Exercice écrit 1:
Dans les entrées, de la ligne contenant "# point at: brown leather" à celle contenant "# point at: dark wool", remplacez "window" par "door". Redonnez ces lignes sans rien modifier d'autre.

Extrait à lire:

Confinement : Les intermittents à l'ombre des projecteurs

mar 28/04/2020 - 19:39 , Mise à jour le 27/11/2020 à 09:04

Trois Altiligériens, trois intermittents du spectacle de longue date et trois spécialités différentes. Mais une même crainte quant à leur devenir. Les propos de Ludovic Charrasse, éclairagiste et régisseur lumière, de Lionel Alès, metteur en scène, comédien et enseignant, et de Rémi Peyrache, guitariste-chanteur, dépeignent le "Jour d'après" avec une grave et profonde appréhension. "Le confinement met à l'arrêt toutes les professions du Spectacle Vivant, souligne Lionel Alès. Une sortie de confinement le 11 mai ne nous concerne pas, au mieux pourrons-nous reprendre le 15 juillet selon Emmanuel Macron dans certaines conditions. Lesquelles ? Nous l'ignorons. Le respect des gestes barrières est incompatible avec un concert ou une représentation de théâtre. Nous sommes dans l'inconnu et beaucoup de manifestations culturelles sont annulées en France. En Haute-Loire, les annulations sont aussi de mises comme celles des festivals Nuits de Rêves ou Interfolk, celle des fêtes médiévales d'Allègre et bien d'autres encore".

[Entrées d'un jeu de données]
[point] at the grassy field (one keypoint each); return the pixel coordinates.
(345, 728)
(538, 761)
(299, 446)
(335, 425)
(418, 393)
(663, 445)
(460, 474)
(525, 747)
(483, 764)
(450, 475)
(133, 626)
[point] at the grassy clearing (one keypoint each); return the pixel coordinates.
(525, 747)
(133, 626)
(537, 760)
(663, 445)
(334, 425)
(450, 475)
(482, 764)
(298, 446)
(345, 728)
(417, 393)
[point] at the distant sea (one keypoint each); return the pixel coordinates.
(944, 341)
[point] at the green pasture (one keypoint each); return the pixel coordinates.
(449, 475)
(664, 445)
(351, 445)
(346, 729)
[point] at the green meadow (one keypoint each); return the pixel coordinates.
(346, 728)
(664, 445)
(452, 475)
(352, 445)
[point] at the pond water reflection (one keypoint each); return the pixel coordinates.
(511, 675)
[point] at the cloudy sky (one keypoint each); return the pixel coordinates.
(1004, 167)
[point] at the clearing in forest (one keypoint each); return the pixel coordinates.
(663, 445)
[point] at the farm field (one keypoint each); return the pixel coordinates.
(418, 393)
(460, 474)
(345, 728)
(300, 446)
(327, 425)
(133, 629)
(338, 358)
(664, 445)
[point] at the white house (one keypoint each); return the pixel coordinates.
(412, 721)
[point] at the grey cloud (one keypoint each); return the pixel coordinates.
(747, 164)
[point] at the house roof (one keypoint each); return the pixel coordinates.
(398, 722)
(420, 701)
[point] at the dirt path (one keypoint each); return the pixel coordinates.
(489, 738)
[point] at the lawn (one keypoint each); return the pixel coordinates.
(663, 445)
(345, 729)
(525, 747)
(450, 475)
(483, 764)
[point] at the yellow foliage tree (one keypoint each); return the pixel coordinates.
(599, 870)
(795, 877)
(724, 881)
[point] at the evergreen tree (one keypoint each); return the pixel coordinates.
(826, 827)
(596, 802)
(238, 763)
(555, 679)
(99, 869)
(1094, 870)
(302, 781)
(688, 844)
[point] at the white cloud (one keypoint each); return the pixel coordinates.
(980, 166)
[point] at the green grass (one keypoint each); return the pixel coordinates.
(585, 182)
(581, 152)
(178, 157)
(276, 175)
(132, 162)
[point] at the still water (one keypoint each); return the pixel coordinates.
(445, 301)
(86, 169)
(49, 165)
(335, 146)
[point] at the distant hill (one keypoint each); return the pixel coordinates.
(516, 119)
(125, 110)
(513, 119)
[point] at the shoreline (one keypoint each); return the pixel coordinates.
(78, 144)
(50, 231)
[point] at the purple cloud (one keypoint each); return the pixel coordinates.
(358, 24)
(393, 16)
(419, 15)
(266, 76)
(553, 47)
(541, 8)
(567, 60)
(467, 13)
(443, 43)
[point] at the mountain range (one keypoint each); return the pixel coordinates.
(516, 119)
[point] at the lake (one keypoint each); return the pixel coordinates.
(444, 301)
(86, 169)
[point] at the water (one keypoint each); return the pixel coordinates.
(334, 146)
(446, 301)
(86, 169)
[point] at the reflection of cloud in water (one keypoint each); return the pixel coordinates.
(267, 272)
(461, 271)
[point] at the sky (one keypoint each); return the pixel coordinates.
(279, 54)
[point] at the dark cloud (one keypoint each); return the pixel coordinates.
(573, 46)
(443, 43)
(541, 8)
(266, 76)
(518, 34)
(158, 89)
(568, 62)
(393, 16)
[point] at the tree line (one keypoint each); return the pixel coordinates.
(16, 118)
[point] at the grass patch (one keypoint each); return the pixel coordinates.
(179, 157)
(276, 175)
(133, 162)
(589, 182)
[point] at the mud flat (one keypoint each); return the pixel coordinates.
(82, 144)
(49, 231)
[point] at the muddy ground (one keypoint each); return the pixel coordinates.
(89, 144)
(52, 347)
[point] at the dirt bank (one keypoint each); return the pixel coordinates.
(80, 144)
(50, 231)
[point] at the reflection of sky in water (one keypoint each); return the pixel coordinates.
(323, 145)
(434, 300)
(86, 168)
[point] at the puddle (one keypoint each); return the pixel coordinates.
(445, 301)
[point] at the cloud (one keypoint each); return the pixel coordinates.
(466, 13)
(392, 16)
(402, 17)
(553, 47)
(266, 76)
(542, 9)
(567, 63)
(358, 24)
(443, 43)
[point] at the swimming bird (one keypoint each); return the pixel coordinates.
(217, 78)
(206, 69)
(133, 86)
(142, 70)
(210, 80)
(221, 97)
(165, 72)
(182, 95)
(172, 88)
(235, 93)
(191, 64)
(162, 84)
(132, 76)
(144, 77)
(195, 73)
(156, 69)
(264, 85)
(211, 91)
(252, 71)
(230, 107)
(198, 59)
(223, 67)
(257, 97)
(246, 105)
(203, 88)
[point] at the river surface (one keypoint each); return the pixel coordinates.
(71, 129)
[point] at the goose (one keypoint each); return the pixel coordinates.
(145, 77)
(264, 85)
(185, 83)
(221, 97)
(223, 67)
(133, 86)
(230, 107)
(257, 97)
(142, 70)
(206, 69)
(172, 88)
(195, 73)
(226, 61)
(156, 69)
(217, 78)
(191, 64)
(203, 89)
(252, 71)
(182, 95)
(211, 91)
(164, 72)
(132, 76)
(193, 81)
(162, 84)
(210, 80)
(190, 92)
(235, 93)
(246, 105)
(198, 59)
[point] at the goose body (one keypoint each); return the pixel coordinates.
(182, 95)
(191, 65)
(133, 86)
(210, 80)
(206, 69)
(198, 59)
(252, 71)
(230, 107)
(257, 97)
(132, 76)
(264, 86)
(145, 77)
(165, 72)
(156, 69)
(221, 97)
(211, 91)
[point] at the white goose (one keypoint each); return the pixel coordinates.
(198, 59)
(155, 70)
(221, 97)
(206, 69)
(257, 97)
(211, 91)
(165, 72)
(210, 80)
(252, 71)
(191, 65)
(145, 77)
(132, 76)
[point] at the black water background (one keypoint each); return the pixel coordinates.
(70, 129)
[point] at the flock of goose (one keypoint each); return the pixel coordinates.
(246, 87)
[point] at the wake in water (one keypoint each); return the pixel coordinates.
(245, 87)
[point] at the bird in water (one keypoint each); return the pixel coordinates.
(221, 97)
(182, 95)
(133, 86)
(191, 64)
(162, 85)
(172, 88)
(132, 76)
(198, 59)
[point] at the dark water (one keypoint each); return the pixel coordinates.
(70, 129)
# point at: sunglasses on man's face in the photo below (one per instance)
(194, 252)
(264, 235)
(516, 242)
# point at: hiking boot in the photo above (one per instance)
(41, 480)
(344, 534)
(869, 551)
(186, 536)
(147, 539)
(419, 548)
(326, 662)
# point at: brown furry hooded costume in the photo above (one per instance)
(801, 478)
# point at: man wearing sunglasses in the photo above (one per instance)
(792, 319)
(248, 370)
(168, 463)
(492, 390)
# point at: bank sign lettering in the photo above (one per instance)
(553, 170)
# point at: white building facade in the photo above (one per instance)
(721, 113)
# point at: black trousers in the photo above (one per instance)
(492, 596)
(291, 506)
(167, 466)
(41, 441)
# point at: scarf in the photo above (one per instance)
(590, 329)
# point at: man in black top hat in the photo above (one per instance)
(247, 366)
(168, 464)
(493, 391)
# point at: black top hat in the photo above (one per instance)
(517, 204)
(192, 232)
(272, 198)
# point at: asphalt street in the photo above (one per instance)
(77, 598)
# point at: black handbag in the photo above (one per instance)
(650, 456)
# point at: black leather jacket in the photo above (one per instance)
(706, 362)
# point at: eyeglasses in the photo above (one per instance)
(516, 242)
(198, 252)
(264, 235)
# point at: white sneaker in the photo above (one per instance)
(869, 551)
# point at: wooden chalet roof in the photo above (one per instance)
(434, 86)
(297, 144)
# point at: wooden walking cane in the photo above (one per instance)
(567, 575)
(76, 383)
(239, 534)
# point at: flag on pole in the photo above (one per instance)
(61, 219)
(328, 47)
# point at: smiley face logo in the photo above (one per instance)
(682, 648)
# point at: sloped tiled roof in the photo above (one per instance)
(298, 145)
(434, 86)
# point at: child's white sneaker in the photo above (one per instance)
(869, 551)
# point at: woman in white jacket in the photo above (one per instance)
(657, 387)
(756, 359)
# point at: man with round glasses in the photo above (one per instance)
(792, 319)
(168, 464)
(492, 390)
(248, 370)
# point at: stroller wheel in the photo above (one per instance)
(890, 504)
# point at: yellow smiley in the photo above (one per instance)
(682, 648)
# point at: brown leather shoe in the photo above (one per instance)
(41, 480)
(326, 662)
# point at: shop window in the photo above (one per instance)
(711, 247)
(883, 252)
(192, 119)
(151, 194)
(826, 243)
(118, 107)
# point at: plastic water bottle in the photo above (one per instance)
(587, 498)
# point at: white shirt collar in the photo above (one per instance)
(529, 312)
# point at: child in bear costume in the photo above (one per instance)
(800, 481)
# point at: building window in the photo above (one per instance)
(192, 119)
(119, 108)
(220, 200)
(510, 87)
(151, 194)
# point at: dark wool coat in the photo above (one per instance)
==
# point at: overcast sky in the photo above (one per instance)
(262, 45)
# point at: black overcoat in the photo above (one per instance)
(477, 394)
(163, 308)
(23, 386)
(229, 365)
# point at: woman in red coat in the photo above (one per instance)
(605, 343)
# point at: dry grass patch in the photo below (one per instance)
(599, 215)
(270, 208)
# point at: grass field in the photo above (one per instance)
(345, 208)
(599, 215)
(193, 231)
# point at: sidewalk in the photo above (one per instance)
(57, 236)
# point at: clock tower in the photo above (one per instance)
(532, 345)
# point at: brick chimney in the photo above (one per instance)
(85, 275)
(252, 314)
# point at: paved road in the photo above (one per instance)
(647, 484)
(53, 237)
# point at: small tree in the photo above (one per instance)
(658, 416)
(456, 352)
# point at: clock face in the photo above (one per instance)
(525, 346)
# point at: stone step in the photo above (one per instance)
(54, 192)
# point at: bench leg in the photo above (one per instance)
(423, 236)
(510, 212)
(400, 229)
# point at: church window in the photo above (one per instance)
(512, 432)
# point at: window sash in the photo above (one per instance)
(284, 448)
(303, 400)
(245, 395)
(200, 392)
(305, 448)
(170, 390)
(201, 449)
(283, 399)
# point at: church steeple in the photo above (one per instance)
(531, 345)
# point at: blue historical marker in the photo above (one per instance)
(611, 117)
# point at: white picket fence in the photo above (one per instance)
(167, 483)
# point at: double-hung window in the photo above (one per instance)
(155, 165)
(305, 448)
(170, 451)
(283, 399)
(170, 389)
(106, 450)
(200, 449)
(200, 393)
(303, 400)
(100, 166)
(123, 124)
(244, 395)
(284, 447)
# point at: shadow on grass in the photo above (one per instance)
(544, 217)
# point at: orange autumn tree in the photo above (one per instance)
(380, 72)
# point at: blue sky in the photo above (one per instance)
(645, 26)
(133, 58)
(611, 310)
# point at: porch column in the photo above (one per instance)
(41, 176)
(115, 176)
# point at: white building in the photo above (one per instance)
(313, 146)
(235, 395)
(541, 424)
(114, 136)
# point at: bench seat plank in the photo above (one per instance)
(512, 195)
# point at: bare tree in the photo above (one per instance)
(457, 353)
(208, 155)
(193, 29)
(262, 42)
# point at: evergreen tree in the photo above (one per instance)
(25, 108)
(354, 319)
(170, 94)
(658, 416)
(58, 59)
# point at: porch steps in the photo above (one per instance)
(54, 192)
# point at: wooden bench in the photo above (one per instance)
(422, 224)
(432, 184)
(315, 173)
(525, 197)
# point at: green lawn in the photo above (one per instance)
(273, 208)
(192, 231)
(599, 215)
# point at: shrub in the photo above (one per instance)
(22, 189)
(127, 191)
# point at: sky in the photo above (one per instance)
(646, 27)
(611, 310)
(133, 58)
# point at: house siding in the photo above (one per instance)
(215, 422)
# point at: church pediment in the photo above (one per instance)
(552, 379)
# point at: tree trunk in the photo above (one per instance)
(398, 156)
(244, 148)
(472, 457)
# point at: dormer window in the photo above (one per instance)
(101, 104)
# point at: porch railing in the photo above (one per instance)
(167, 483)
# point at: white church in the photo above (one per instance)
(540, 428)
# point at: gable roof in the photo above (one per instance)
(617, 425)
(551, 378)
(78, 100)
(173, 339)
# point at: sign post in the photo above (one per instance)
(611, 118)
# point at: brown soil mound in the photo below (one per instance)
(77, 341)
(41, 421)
* * *
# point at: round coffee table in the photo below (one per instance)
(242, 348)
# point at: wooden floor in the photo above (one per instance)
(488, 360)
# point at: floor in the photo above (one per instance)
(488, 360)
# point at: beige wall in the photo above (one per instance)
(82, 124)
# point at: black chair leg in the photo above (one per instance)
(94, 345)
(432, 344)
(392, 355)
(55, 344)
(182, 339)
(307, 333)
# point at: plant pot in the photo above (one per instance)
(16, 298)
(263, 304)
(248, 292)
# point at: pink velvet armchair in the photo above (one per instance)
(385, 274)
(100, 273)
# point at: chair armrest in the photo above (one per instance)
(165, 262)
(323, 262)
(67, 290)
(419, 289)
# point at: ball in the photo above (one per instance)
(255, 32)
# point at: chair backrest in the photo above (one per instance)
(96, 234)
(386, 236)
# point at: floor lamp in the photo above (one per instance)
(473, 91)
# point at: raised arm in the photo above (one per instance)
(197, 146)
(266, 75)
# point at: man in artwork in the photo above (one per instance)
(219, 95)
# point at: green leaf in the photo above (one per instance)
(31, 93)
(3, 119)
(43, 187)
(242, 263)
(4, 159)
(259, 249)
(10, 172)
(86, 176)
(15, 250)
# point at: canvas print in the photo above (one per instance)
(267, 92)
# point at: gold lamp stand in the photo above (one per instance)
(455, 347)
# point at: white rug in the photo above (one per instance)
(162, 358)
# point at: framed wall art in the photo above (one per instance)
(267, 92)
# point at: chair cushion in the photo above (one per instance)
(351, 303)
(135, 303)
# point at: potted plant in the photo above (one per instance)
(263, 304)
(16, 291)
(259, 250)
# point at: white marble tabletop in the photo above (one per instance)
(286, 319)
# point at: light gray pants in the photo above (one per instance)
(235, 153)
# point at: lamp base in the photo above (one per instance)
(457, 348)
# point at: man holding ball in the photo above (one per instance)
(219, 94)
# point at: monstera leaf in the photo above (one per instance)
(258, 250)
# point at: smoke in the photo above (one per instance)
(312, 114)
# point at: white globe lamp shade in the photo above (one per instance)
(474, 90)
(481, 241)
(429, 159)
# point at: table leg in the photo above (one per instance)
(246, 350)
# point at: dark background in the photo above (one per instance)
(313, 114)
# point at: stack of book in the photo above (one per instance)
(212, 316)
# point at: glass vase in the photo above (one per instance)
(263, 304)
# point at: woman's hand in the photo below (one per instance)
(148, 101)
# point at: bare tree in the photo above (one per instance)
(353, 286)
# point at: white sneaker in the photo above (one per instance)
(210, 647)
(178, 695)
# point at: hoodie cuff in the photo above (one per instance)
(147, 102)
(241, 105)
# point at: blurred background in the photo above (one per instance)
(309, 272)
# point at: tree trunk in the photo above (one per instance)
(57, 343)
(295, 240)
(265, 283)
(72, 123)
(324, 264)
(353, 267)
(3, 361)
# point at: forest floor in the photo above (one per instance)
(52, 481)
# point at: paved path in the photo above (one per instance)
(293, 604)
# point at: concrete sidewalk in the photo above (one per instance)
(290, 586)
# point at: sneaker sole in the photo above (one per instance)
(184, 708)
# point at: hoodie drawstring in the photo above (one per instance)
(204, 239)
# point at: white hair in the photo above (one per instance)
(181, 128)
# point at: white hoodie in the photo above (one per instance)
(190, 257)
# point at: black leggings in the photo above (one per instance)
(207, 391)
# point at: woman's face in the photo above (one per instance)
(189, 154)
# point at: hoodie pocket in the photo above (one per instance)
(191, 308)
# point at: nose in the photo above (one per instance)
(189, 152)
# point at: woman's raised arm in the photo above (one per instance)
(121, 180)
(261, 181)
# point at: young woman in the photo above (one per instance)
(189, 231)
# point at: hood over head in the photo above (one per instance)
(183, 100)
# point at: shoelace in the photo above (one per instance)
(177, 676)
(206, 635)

Exercice écrit 2:
Citez intégralement, s'il vous plaît, l'article sur les intermittents pendant le confinement, sans y changer quoi que ce soit.

Réponse à l'exercice 1:
# point at: brown leather shoe in the photo above (one per instance)
(41, 480)
(326, 662)
# point at: shop door in the photo above (one per instance)
(711, 247)
(883, 252)
(192, 119)
(151, 194)
(826, 243)
(118, 107)
# point at: plastic water bottle in the photo above (one per instance)
(587, 498)
# point at: white shirt collar in the photo above (one per instance)
(529, 312)
# point at: child in bear costume in the photo above (one per instance)
(800, 481)
# point at: building door in the photo above (one per instance)
(192, 119)
(119, 108)
(220, 200)
(510, 87)
(151, 194)
# point at: dark wool coat in the photo above (one per instance)

Réponse à l'exercice 2:
Confinement : Les intermittents à l'ombre des projecteurs

mar 28/04/2020 - 19:39 , Mise à jour le 27/11/2020 à 09:04

Trois Altiligériens, trois intermittents du spectacle de longue date et trois spécialités différentes. Mais une même crainte quant à leur devenir. Les propos de Ludovic Charrasse, éclairagiste et régisseur lumière, de Lionel Alès, metteur en scène, comédien et enseignant, et de Rémi Peyrache, guitariste-chanteur, dépeignent le "Jour d'après" avec une grave et profonde appréhension. "Le confinement met à l'arrêt toutes les professions du Spectacle Vivant, souligne Lionel Alès. Une sortie de confinement le 11 mai ne nous concerne pas, au mieux pourrons-nous reprendre le 15 juillet selon Emmanuel Macron dans certaines conditions. Lesquelles ? Nous l'ignorons. Le respect des gestes barrières est incompatible avec un concert ou une représentation de théâtre. Nous sommes dans l'inconnu et beaucoup de manifestations culturelles sont annulées en France. En Haute-Loire, les annulations sont aussi de mises comme celles des festivals Nuits de Rêves ou Interfolk, celle des fêtes médiévales d'Allègre et bien d'autres encore".